TASK INSTRUCTIONS:
Render the records from the line with "Referring to the image provided, outline the side" up to and including the line with "[121,319,157,365]" as a two-column CSV with the headers instruction and boxes, one row per record. Put each record's text and its answer in their own quoted fields, with line breaks replaced by spaces.

DATA FOR THE TASK:
· · ·
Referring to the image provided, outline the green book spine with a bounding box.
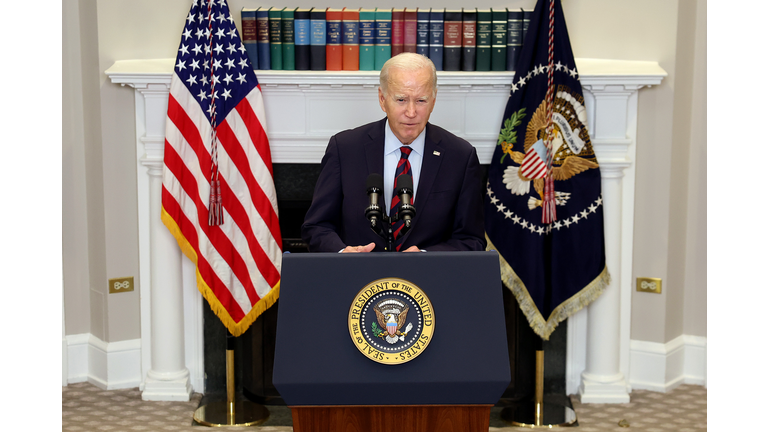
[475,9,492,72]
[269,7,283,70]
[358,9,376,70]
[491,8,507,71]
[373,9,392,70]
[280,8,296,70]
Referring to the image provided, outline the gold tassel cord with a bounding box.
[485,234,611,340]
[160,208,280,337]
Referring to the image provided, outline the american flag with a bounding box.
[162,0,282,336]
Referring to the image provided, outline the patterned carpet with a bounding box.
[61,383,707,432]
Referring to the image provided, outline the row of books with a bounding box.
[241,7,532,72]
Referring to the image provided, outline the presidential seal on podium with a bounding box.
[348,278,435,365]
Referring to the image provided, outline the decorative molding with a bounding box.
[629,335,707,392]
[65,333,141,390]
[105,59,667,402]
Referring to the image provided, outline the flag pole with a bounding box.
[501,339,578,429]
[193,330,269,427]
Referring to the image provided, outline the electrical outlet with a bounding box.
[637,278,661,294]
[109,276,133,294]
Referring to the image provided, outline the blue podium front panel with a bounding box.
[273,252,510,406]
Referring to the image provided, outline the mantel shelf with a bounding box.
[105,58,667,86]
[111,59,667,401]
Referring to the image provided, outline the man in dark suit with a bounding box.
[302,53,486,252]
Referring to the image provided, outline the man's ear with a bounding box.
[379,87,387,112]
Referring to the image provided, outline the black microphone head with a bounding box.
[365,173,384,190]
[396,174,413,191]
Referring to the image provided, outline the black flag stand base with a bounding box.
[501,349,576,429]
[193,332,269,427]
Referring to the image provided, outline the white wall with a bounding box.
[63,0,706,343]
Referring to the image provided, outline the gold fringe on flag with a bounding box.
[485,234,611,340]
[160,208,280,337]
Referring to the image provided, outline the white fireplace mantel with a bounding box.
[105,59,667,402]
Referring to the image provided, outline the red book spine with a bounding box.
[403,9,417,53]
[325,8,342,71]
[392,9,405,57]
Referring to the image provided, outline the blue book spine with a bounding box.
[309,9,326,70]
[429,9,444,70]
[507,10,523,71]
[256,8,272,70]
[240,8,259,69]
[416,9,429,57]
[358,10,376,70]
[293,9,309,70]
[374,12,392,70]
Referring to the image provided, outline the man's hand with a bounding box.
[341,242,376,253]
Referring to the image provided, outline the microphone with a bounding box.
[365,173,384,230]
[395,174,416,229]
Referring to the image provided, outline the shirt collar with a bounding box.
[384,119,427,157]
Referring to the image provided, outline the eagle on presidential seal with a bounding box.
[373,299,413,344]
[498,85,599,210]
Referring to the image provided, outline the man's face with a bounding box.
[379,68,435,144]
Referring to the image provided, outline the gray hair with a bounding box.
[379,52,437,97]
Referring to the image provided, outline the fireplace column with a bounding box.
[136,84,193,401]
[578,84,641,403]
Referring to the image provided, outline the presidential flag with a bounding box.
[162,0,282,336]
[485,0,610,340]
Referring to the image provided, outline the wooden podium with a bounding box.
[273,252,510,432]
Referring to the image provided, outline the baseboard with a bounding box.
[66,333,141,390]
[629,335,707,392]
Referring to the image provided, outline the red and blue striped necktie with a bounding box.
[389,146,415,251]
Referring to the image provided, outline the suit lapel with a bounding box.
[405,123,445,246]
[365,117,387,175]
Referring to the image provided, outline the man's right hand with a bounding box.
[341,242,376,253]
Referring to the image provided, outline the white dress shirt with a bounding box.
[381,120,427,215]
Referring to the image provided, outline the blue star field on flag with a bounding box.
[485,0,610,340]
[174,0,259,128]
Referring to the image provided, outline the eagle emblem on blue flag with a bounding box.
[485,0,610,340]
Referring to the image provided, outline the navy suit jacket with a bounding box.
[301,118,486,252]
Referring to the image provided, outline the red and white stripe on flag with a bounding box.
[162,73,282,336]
· · ·
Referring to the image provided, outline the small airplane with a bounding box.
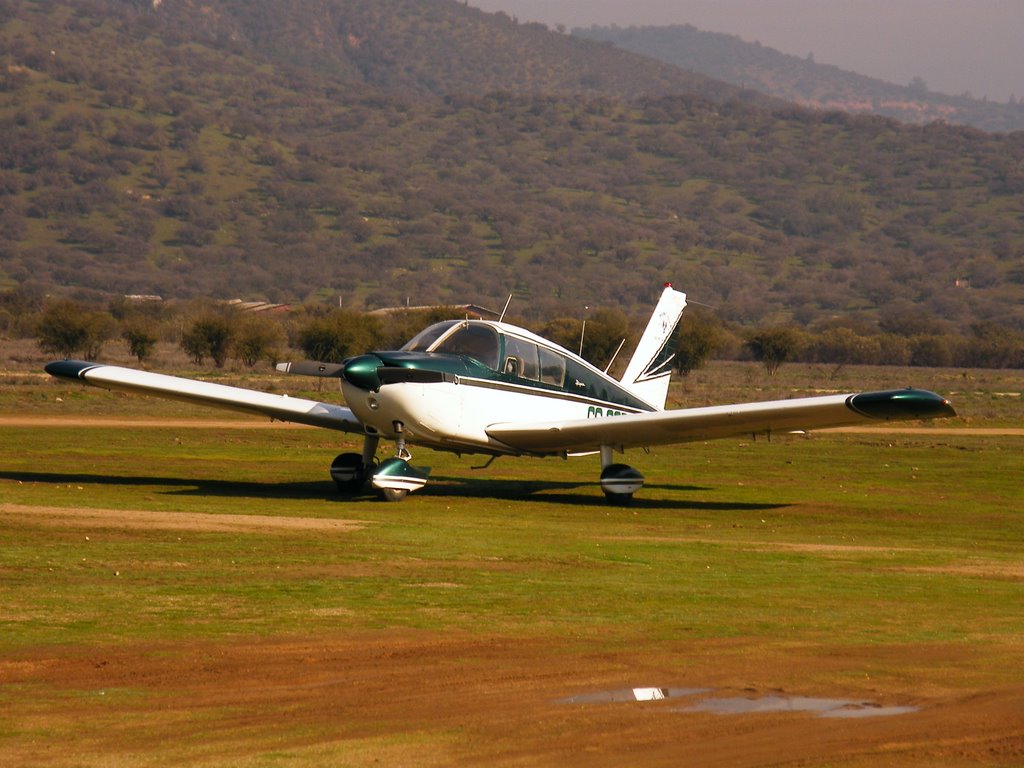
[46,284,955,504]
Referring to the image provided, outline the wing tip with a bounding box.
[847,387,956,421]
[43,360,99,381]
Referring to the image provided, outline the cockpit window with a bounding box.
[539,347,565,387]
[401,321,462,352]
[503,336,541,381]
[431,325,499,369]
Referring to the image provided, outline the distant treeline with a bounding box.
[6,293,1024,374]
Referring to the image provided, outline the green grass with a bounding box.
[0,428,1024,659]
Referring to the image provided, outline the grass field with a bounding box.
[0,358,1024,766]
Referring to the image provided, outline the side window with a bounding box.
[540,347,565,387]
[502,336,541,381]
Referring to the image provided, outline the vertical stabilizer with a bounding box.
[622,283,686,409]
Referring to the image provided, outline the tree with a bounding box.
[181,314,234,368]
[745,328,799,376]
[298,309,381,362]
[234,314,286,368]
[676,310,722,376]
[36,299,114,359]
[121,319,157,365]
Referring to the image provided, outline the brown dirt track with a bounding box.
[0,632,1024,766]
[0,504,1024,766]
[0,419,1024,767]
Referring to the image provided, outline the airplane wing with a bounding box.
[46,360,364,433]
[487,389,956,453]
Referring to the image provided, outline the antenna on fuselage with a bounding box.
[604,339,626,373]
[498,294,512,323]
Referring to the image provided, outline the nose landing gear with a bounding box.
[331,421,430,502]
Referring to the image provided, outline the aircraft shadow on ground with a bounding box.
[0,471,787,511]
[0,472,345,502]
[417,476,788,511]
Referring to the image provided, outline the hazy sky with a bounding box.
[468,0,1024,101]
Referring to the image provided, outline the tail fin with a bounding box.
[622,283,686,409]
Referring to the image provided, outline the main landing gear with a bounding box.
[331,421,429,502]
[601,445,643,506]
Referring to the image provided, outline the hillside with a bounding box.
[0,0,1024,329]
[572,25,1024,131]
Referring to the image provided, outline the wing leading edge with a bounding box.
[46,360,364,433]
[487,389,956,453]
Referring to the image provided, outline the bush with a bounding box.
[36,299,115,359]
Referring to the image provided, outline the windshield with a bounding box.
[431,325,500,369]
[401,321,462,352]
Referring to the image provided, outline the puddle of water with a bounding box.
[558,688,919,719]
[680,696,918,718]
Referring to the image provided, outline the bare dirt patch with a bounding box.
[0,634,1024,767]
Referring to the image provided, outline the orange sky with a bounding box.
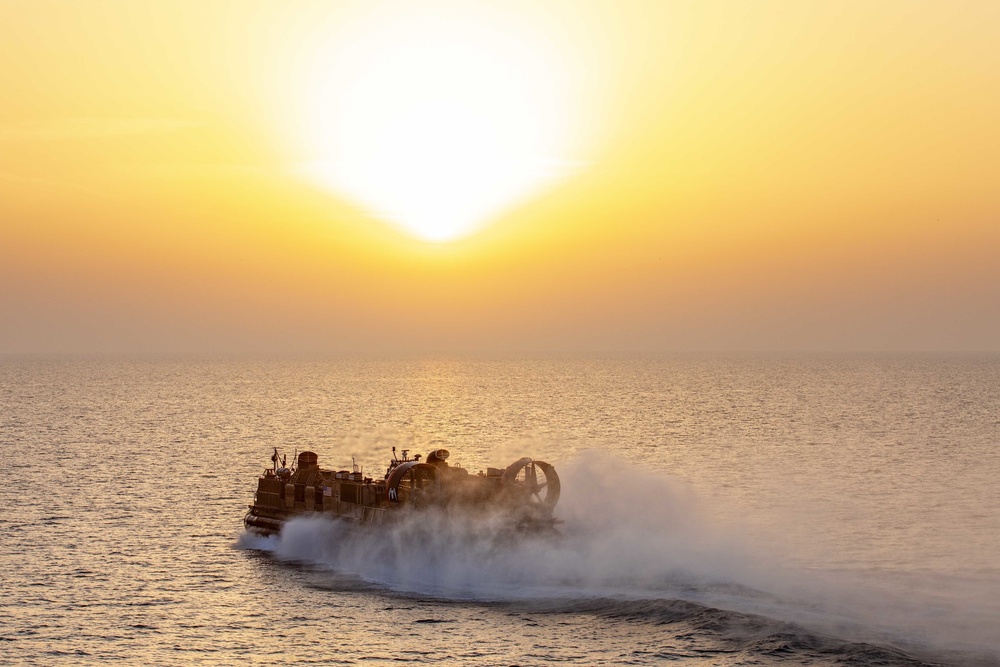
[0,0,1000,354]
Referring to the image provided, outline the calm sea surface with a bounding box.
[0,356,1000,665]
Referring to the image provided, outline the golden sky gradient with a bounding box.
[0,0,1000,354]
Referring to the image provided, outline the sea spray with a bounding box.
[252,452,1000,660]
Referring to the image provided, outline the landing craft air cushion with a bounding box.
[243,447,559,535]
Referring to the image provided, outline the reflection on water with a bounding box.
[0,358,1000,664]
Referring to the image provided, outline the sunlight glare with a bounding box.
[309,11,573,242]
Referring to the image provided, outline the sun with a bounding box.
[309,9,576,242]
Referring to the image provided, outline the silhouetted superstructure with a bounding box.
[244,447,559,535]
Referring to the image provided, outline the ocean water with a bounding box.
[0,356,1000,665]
· · ·
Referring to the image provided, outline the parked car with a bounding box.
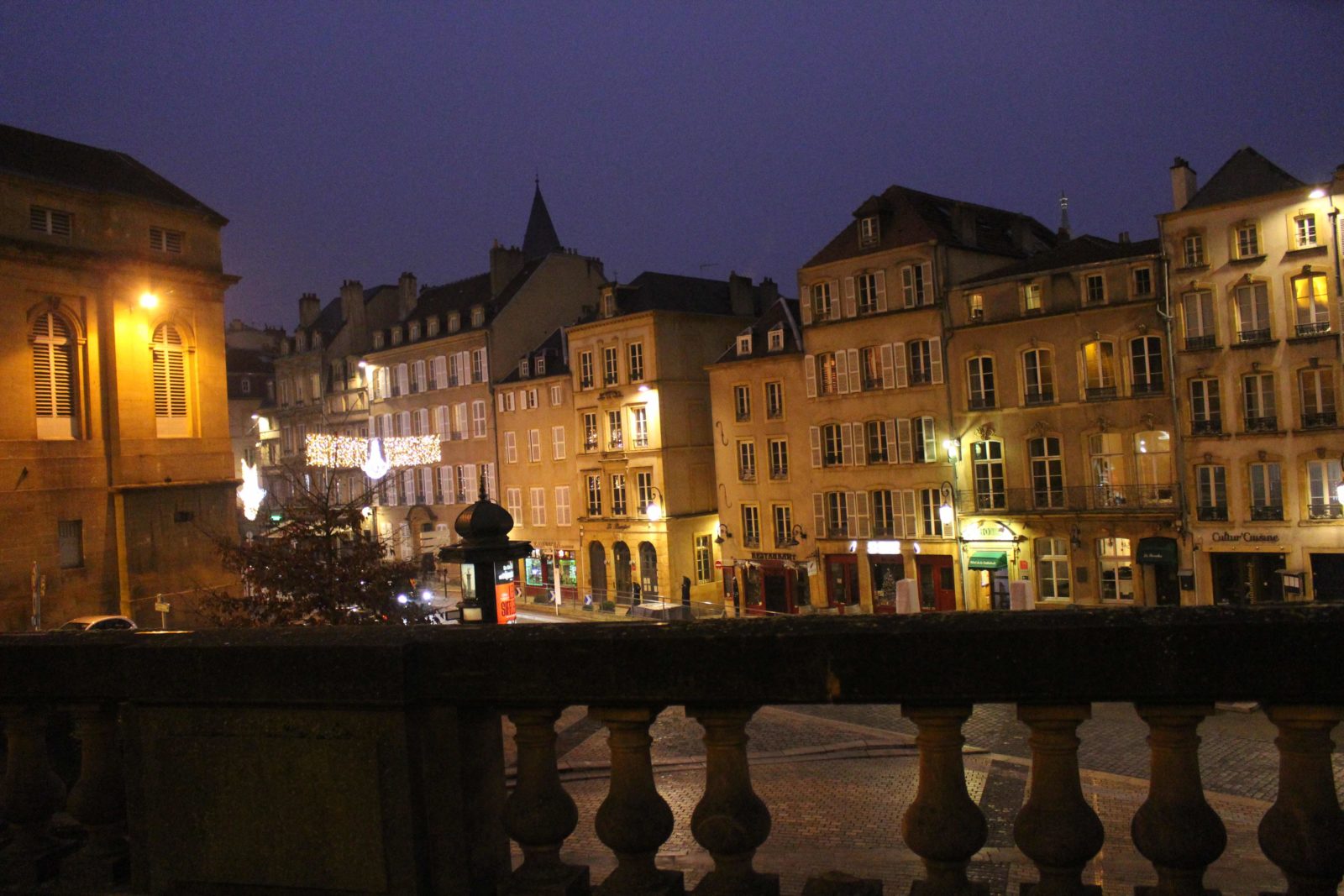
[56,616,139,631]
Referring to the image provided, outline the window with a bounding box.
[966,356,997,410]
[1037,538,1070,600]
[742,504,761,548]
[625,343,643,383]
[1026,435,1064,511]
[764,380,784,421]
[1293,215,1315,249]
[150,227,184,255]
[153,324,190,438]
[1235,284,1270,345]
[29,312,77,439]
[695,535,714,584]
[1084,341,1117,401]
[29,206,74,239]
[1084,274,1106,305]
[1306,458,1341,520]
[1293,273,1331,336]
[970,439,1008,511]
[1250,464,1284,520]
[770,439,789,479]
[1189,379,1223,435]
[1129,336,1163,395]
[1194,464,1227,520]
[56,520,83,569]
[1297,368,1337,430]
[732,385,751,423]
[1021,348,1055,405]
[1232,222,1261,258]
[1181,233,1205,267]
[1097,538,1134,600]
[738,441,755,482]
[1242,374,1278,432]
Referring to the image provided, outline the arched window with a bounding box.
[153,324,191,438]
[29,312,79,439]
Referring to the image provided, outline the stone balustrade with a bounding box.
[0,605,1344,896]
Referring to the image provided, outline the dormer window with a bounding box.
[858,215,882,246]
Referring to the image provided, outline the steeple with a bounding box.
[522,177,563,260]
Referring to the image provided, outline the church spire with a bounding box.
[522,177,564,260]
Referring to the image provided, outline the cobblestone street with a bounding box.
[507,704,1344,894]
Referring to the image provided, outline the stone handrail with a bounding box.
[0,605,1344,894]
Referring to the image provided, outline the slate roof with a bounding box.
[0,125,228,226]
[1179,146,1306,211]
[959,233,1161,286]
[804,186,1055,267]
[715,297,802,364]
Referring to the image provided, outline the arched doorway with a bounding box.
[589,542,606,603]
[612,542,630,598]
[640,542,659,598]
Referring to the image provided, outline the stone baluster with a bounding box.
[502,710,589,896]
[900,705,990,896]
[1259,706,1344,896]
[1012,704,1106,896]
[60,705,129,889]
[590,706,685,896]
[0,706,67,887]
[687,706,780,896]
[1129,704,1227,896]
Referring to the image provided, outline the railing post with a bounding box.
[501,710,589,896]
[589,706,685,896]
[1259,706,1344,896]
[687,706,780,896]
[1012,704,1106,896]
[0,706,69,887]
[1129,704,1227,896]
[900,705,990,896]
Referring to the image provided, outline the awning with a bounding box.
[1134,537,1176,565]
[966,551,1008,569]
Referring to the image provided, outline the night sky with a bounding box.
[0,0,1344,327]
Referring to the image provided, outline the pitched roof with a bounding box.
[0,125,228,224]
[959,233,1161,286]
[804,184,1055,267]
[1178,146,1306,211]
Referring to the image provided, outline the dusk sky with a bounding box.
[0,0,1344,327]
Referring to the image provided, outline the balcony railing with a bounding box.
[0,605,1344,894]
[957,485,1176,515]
· · ·
OUTPUT OF THE TASK:
instruction,boxes
"Referring to the image provided, outline the side window with a bounding box.","[540,347,565,387] [502,336,541,381]"
"Referring to the image provided, outline the vertical stabilizer with a bounding box.","[622,283,686,409]"
"Referring to the image provided, outline the tree with a bounding box.","[181,314,234,368] [745,328,799,376] [298,309,381,362] [234,314,286,368] [676,310,722,376] [36,299,114,359] [121,319,157,365]"